- [Written instruction A] In the passage on image fusion, what happens to the fused results if the registration error is higher than one pixel?

- [Selection]
────────────────────

6.2.1Main Steps of Image Fusion

For image fusion, many image techniques will be used, which include three steps:

6.2.1.1Image Preprocessing

The image preprocessing procedure includes image normalization (gray-level equilization, resampling, and interpolation), image filtering, color enhancement, edge sharpening, etc. Image fusion may be carried out among images of different sizes, different resolutions, and different dynamic ranges of the gray-levels or colors. Image normalization is used to normalize these parameters. Image filtering is used to filter, with high-pass filters, a higher resolution image to obtain its high-frequency texture information, so as to keep these information in fusion with a lower resolution image. Image color enhancement is used to increase the color contrast in a lower resolution image, so as to reflect the spectrum information in the fused image. Edge sharpening is performed on a high-resolution image to make the boundary clear and to reduce noise, thus it can fuse the space information from a high-resolution image to a low-resolution image.

6.2.1.2Image Registration

Image registration is used to align different images in a (spatial and/or temporal) space. The techniques presented in Chapter 5 for image matching can be referenced again. Image fusion has a high requirement for an accurate registration. If the registration error is higher than one pixel, then the fused results will show a superposition effect and the visual quality of the image will be greatly reduced.

Image registration can be classified as relative registration and absolute registration. The relative registration takes one image from many images of the same category as a reference image, while other images will be aligned relatively to this reference image. Absolute registration takes the space coordinate system as the reference system, and fused images will be aligned relative to this system.

Image registration can also be classified as region-based registration and feature-based registration. The control point is a typical feature used in featurebased registration. There are a number of image registration methods based on control points. The correspondence between control points is first determined, and the registration process then can be carried out with the determined parameters. To obtain both correspondence points and registration parameters, the general Hough transform (GHT) can be applied. It can be considered the evidence accumulation method, and once a mathematic model is set up, it can derive the parameters. The global search space depends on scale and rotation parameters, which can be very huge. To reduce the complexity of GHT, the iterative Hough transform (IHT) can be used. However, IHT is influenced by the initial parameters and the range of the parameter values, often converged to local maximum. By using the Hough transform in a multiresolution decomposition environment, as shown in Figure 6.2, the robustness of GHT and the computation efficiency of MIHT can be combined (Li, 2005a).

In multiresolution decomposition-based techniques, a few control points are used in the low-resolution layer in which GHT is used to obtain accurately the initial values of the transform parameters. While in high resolution, IHT is used to accelerate the process.

6.2.1.3Image Fusion

After image preprocessing and registration, information fusion can be carried out. Quantitative fusion is used to fuse a group of data to obtain consistent data, which is a conversion from data to data. Qualitative fusion is used to fuse many single decisions to form a combined decision, which is a conversion from several uncertainty representations to a relatively coherent representation. Quantitative fusion is often used to deal with the information represented by numeric values while qualitative fusion is mainly used to deal with the information represented by non-numeric values. Some concrete techniques will be introduced in the following sections.

────────────────────

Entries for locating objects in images
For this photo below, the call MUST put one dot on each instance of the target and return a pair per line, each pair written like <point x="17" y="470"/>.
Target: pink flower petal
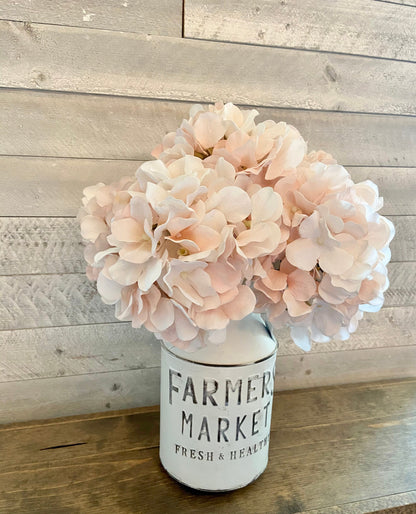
<point x="127" y="230"/>
<point x="266" y="206"/>
<point x="303" y="254"/>
<point x="335" y="260"/>
<point x="208" y="129"/>
<point x="163" y="316"/>
<point x="233" y="202"/>
<point x="295" y="307"/>
<point x="242" y="305"/>
<point x="301" y="284"/>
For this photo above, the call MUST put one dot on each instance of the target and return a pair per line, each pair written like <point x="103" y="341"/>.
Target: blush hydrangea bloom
<point x="233" y="217"/>
<point x="173" y="249"/>
<point x="338" y="241"/>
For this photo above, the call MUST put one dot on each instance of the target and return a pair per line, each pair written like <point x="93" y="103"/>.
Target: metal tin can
<point x="215" y="412"/>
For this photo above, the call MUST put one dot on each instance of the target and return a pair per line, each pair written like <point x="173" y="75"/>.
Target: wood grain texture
<point x="66" y="396"/>
<point x="94" y="126"/>
<point x="345" y="367"/>
<point x="95" y="61"/>
<point x="36" y="301"/>
<point x="50" y="300"/>
<point x="410" y="3"/>
<point x="329" y="447"/>
<point x="101" y="348"/>
<point x="396" y="185"/>
<point x="401" y="291"/>
<point x="381" y="29"/>
<point x="40" y="245"/>
<point x="54" y="245"/>
<point x="34" y="186"/>
<point x="407" y="502"/>
<point x="76" y="350"/>
<point x="148" y="17"/>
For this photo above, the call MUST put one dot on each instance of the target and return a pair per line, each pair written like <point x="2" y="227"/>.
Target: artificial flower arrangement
<point x="235" y="217"/>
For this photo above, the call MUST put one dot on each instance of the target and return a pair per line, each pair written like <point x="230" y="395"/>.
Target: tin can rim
<point x="214" y="365"/>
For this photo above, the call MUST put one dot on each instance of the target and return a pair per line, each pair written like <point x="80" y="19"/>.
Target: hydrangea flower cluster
<point x="234" y="217"/>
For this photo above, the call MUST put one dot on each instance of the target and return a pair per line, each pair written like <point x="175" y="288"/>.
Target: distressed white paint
<point x="61" y="350"/>
<point x="215" y="410"/>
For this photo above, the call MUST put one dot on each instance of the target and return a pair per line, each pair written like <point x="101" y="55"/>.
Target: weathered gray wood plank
<point x="35" y="301"/>
<point x="338" y="446"/>
<point x="402" y="279"/>
<point x="95" y="126"/>
<point x="344" y="367"/>
<point x="143" y="16"/>
<point x="54" y="245"/>
<point x="40" y="245"/>
<point x="101" y="348"/>
<point x="95" y="61"/>
<point x="65" y="396"/>
<point x="396" y="185"/>
<point x="75" y="350"/>
<point x="29" y="301"/>
<point x="34" y="186"/>
<point x="411" y="3"/>
<point x="347" y="26"/>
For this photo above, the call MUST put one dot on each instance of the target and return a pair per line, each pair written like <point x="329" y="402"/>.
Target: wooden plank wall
<point x="85" y="93"/>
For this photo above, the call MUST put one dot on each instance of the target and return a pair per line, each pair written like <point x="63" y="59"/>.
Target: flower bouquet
<point x="234" y="218"/>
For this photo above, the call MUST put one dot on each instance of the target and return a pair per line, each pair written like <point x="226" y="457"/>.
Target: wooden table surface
<point x="342" y="449"/>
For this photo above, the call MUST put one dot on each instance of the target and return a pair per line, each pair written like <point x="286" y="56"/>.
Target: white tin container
<point x="216" y="407"/>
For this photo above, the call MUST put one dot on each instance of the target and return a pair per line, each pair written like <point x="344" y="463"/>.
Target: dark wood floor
<point x="345" y="449"/>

────────────────────

- [Written instruction B] Gather every line of the entries above that contains the word "hydrangea".

- [Expected output A] The fused results show a superposition effect, and the visual quality of the image is greatly reduced.

- [Expected output B]
Target: blush hydrangea bloom
Target: hydrangea flower cluster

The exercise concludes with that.